* EXTRACT:
The performance opened with Jacob Wye and Kanika Carr as Jack and Jill in Kit Holder's"To Fetch a Pail of Water". Except there was no pail and no water.  They fell perhaps but not physically. Coyly dressed as 1950s teenagers - Carr in a tartan skirt like an American co-ed - this was a sweet story (well I thought so though Holder refers to a dark coded meaning in his notes) - of lost innocence. It was an interesting choice of music: Mother McKnight, Nostalgic Oblong and Skyward Bruise Descent by Clark.

 

The next piece was Depouillement by Will Tuckett. It was a YouTube video of an earlier version of  that work which had attracted me to Ballet Black long before I saw them on the stage.. The piece I saw on Saturday seemed to be different from the one that I knew from YouTube but no less beautiful. Damien Johnson and Cira Robinson who had danced Depouillement in 2009 are thanked by Tuckett for teaching the work to Jose Alves and Isabella Coracy and Christopher Renfurm and Marie-Astrid Mence. Alves, Coracy and Renfurm were already high in my pantheon of dancers and they have risen even higher in my esteem after Saturday's performance but the it was the performance of Mence that most surprised and delighted me. I suppose I had continued to think of her as Anna in Dogs don't do Ballet but she is a strong and expressive classical dancer. I should not have been so surprised as I had seen her on YouTube but I have every right to be delighted.

After Despouillement there was an interval. "Aren't they wonderful" I said to Joshua Royal whom I had seen with MurleyDance. He agreed. The audience was happy and chattering. David Nixon had taught me to recognize what he called "the best sound in the world" 

 

For me the best part of the show was Mark Bruce's Second Coming. This is a complex, mysterious and beautiful work with many layers on meaning that I have not a hope of understanding upon a first viewing. I am sure I will understand it better after I have seen it a few times on tout. My initial impression was that of an initiation ritual of some magical right perhaps from Brazil, or maybe New Orleans or even Haiti. Carr brandished a hoop through which each of the dancers passed - some, apparently. not altogether willingly. There was a powerful and slightly disturbing dance of a man in a lion's mask In a Q&A in the programme notes Mark Bruce writes:

 

There was a lovely bit where Damien Johnson bearing a mandolin seemed to be dancing just for me. I was sitting in the first seat in the front row and our eyes seemed to meet though I didn't think that was possible as I couldn't make out faces in the audience on the one occasion I was on the stage. Strangely it was for he told me so when the audience met the cast in the bar of the Linbury after the show.

* EXERCISE OBJECTIVE: Duplicate the passage of the ballet review starting with "The performance opened" and going on through "Oblong and Skyward Bruise Descent by Clark.".

[A block of data]
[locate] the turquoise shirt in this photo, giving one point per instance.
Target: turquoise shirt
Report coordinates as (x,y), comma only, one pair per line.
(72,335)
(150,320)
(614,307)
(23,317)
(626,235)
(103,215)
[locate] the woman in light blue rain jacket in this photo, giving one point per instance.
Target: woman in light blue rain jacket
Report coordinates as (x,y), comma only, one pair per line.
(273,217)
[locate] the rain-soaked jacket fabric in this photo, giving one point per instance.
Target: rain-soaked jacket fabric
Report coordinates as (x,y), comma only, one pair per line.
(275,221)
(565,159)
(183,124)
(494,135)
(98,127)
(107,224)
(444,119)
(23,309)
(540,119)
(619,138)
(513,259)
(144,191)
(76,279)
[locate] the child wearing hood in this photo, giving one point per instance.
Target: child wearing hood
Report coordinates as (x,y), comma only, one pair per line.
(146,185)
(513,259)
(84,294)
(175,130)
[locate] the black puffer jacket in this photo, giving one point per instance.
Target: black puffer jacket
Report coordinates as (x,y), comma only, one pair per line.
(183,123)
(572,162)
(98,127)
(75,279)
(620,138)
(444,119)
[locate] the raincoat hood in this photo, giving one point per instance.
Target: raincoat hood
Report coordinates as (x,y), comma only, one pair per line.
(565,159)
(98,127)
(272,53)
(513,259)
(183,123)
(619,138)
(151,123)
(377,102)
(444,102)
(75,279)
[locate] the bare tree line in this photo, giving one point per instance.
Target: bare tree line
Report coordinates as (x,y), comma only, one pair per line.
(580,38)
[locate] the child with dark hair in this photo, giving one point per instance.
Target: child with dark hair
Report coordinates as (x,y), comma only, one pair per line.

* OUTPUT FOR THIS TASK:
The performance opened with Jacob Wye and Kanika Carr as Jack and Jill in Kit Holder's"To Fetch a Pail of Water". Except there was no pail and no water.  They fell perhaps but not physically. Coyly dressed as 1950s teenagers - Carr in a tartan skirt like an American co-ed - this was a sweet story (well I thought so though Holder refers to a dark coded meaning in his notes) - of lost innocence. It was an interesting choice of music: Mother McKnight, Nostalgic Oblong and Skyward Bruise Descent by Clark.